● Goal of the exercise: Copy the following records exactly as they appear, leaving out the pictures.

## BEGIN Raw records

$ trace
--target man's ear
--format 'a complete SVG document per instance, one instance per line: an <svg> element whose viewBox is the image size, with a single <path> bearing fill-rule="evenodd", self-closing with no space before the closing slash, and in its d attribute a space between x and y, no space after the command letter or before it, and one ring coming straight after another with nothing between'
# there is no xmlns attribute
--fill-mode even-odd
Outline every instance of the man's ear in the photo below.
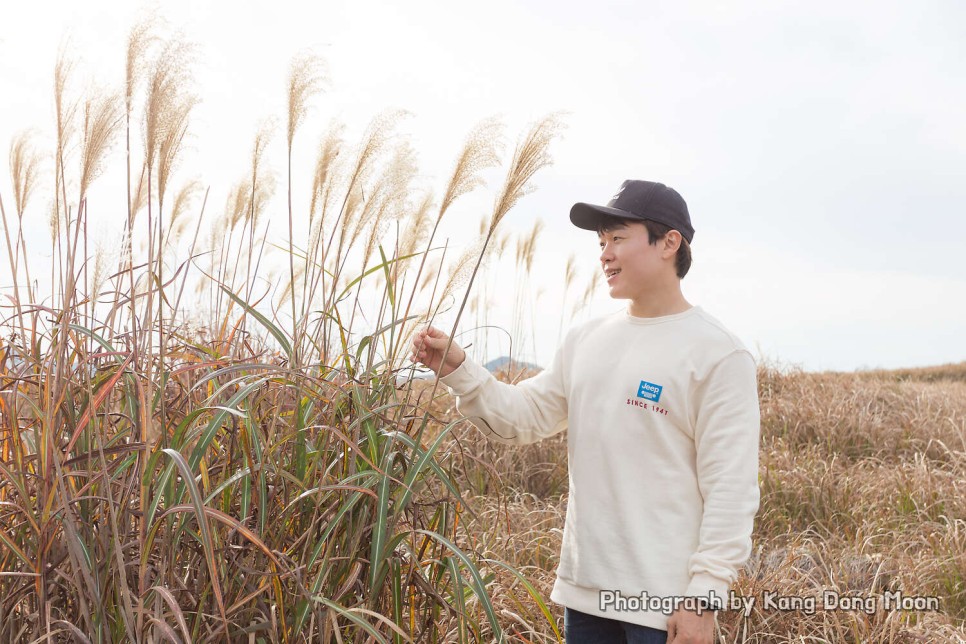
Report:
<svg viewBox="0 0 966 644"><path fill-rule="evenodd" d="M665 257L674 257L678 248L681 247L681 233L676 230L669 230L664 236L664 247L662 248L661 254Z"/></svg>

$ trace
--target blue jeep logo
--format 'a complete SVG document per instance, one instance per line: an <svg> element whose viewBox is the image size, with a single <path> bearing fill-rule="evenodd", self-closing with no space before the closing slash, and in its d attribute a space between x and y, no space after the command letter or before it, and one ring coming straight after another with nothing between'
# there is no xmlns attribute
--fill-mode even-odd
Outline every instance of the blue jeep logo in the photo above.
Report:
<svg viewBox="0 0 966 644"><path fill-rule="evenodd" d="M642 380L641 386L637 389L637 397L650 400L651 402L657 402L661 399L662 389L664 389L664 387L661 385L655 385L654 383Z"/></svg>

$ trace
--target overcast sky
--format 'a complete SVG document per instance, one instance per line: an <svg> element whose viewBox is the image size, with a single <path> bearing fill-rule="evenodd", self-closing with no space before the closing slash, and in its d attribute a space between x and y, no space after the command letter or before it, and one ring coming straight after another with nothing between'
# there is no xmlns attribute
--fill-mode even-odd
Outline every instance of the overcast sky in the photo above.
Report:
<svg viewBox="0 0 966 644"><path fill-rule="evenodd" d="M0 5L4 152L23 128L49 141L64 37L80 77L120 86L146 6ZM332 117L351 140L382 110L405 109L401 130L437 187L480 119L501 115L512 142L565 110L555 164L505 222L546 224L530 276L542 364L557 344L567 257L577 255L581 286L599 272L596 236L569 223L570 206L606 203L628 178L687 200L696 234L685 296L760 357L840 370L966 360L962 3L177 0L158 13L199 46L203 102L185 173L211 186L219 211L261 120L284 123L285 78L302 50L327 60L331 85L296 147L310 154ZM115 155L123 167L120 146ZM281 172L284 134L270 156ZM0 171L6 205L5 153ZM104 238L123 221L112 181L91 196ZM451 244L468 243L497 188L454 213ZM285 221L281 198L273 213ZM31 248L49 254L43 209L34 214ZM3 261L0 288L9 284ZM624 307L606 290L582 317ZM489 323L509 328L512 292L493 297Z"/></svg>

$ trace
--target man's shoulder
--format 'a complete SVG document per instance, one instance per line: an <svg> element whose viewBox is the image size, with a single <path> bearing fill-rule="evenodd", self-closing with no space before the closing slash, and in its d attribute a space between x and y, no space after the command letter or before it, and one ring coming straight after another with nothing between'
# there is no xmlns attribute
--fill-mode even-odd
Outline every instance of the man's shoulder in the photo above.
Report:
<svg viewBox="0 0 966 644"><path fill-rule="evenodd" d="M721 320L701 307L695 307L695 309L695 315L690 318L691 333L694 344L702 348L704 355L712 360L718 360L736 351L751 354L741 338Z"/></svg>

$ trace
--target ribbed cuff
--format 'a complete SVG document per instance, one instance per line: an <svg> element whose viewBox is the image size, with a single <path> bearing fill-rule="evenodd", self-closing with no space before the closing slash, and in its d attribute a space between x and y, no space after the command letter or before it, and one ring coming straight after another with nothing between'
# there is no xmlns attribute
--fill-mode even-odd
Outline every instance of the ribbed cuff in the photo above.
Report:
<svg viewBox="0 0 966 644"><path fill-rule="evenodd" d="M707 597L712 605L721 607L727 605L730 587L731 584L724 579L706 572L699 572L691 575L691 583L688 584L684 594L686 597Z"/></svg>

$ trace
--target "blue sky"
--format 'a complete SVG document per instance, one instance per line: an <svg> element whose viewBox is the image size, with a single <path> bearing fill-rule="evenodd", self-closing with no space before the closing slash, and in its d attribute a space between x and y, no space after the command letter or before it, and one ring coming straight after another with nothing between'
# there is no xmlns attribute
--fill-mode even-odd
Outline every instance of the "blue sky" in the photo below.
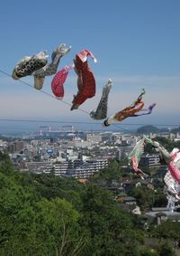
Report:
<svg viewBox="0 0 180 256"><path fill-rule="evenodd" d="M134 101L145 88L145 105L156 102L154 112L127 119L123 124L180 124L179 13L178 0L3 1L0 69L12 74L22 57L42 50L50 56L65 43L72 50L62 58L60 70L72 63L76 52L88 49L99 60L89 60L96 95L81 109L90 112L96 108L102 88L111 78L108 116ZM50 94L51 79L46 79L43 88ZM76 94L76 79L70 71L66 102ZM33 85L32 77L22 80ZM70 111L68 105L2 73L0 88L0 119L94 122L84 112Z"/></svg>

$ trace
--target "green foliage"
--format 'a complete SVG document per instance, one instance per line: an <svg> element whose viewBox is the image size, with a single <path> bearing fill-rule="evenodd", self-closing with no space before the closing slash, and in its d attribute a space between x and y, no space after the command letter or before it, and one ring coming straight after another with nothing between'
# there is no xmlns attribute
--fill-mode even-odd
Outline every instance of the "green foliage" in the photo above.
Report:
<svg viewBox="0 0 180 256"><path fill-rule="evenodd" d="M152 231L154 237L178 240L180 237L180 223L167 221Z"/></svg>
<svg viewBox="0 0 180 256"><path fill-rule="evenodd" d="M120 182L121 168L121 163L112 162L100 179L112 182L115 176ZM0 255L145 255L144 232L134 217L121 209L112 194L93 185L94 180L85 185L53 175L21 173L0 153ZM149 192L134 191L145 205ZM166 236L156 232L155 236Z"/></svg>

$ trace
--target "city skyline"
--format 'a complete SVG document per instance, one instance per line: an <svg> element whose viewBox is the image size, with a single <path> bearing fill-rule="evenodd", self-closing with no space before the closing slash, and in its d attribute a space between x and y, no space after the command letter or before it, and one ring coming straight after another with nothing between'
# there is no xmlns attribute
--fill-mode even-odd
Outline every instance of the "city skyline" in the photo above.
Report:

## END Raw records

● Result below:
$ trace
--target man's ear
--format 'a complete SVG document per instance, one instance per line: an <svg> element whose viewBox is the image size, with a single <path> bearing fill-rule="evenodd", self-closing with no space before the closing slash, and in its d attribute a space between x and y, no space after the command letter or before it, and one ring coming straight after another with nothing between'
# there is no xmlns attribute
--fill-mode even-odd
Outline every instance of the man's ear in the photo below.
Report:
<svg viewBox="0 0 966 644"><path fill-rule="evenodd" d="M665 257L674 257L678 248L681 247L681 233L676 230L669 230L664 236L664 247L662 248L661 254Z"/></svg>

$ trace
--target blue jeep logo
--format 'a complete SVG document per instance, one instance per line: an <svg> element whose viewBox is the image size, with a single <path> bearing fill-rule="evenodd", self-closing with no space before the closing slash, and in its d attribute a space between x and y, no space after the command letter or before it, and one ring coming straight after another with nothing between'
# there is no xmlns attribute
--fill-mode even-odd
Outline every instance of the blue jeep logo in the photo above.
Report:
<svg viewBox="0 0 966 644"><path fill-rule="evenodd" d="M642 380L641 386L637 389L637 397L650 400L651 402L657 402L661 399L662 389L664 389L664 387L661 385L655 385L654 383Z"/></svg>

$ trace
--target overcast sky
--format 'a complete SVG document per instance, one instance per line: an <svg> element whose viewBox is the image size, with a single <path> bearing fill-rule="evenodd", self-closing with no space before the closing slash, and in its d attribute a space between x and y, no space after the command letter or before it, and one ring coming straight after another with nothing between'
# there is no xmlns attribute
--fill-mode even-odd
Outline every instance of the overcast sky in the photo above.
Report:
<svg viewBox="0 0 966 644"><path fill-rule="evenodd" d="M0 5L4 152L23 128L49 141L64 37L80 77L120 86L146 6ZM332 117L351 140L382 110L405 109L401 130L437 187L480 119L501 115L512 142L565 110L555 164L505 222L546 224L530 276L542 364L557 344L567 257L577 255L581 286L599 272L596 236L569 223L570 206L606 203L628 178L687 200L696 234L685 296L760 357L840 370L966 360L962 3L177 0L158 13L199 46L203 102L185 173L211 186L219 211L261 120L284 123L285 78L302 50L327 60L331 85L296 147L310 154ZM115 155L123 167L120 146ZM281 172L284 134L270 156ZM0 171L6 205L5 153ZM104 238L123 221L112 181L91 196ZM451 244L468 243L497 188L454 213ZM285 221L281 198L273 213ZM31 248L49 254L43 209L34 214ZM3 261L0 288L9 284ZM624 307L606 290L582 317ZM489 323L509 328L512 292L493 297Z"/></svg>

$ trace
--target man's shoulder
--format 'a complete SVG document per instance, one instance per line: an <svg> element whose viewBox is the image size, with a single <path> bearing fill-rule="evenodd", self-closing with no space before the closing slash, and in its d attribute a space between x and y, no space after the command letter or before it, and one ring coming straight after another with nothing between'
# there is no xmlns attribute
--fill-mode even-odd
Outline every instance of the man's shoulder in the photo above.
Report:
<svg viewBox="0 0 966 644"><path fill-rule="evenodd" d="M721 320L701 307L695 307L695 309L695 315L690 318L691 333L694 344L702 348L704 355L712 360L718 360L736 351L751 354L741 338Z"/></svg>

$ trace
--target ribbed cuff
--format 'a complete SVG document per instance, one instance per line: an <svg> element whose viewBox is the image size, with a single <path> bearing fill-rule="evenodd", self-closing with no space before the closing slash, and in its d attribute a space between x and y, no space after the command letter or before it, and one ring coming straight after another with nothing between'
# there is no xmlns attribute
--fill-mode even-odd
Outline every instance of the ribbed cuff in the photo above.
Report:
<svg viewBox="0 0 966 644"><path fill-rule="evenodd" d="M707 597L712 605L721 607L727 605L730 587L731 584L724 579L706 572L699 572L691 575L691 583L688 584L684 594L686 597Z"/></svg>

$ trace
--target "blue sky"
--format 'a complete SVG document per instance, one instance per line: an <svg> element whose viewBox is the image size, with a single <path> bearing fill-rule="evenodd", self-closing with no space before the closing slash, and in its d attribute a space between x and y, no space after the command letter or before it, and one ring coming straight after another with nothing between'
# there is no xmlns attribute
--fill-mode even-odd
Outline every instance of the "blue sky" in the photo below.
Report:
<svg viewBox="0 0 180 256"><path fill-rule="evenodd" d="M134 101L145 88L145 105L156 102L154 112L127 119L123 124L180 124L179 13L178 0L3 1L0 69L12 74L22 57L42 50L50 56L65 43L72 50L62 58L60 70L72 63L76 52L88 49L99 60L89 60L96 95L81 109L90 112L96 108L102 88L111 78L108 116ZM50 94L51 79L46 79L43 88ZM76 94L76 79L70 71L66 102ZM33 85L32 77L22 80ZM70 111L68 105L2 73L0 88L0 119L94 122L84 112Z"/></svg>

$ trace
--target "green foliage"
--format 'a complete SVG document per instance, one instance per line: an <svg> element whose viewBox is the image size, with a single <path> bearing fill-rule="evenodd", self-closing with no space before the closing slash, and in its d attribute a space between x and y, no space after the command letter or before it, and one ring coming straight after another with nothing between'
# there is no xmlns attribute
--fill-mode even-odd
Outline every instance of the "green foliage" in the photo above.
Report:
<svg viewBox="0 0 180 256"><path fill-rule="evenodd" d="M152 231L154 237L178 240L180 237L180 223L167 221Z"/></svg>
<svg viewBox="0 0 180 256"><path fill-rule="evenodd" d="M120 182L121 168L121 163L112 162L100 179L112 182L115 176ZM0 255L145 255L144 232L134 217L121 209L112 194L93 185L94 180L85 185L53 175L21 173L0 153ZM149 192L134 191L145 205ZM166 236L156 232L155 236Z"/></svg>

$ trace
--target "city skyline"
--format 'a complete SVG document per instance, one instance per line: an <svg> element whose viewBox is the image size, with a single <path> bearing fill-rule="evenodd", self-closing with no space before the closing slash, and in its d attribute a space between x and y, no space after the command letter or before it, and one ring coming straight after another with nothing between'
# there is no xmlns attribute
--fill-mode even-odd
Outline every instance of the "city skyline" in the photo above.
Report:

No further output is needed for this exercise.